**Set task:** Copy the stretch of rows from the line containing "the man logo" through the end of the rows, changing "instance" to "occurrence" and leaving everything else as it is.

**Records to use:**
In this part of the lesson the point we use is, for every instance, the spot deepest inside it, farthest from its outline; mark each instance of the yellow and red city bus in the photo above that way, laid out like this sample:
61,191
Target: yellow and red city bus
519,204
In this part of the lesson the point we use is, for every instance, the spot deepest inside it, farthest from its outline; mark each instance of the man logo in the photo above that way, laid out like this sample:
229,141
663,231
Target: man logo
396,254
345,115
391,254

**Worked solution:**
In this part of the lesson the point we use is, for every occurrence, the spot deepest inside it, farthest from its outline; mark each occurrence of the man logo in the photo above that way, laid out like this sample:
229,141
663,231
Target: man logo
396,254
345,115
391,254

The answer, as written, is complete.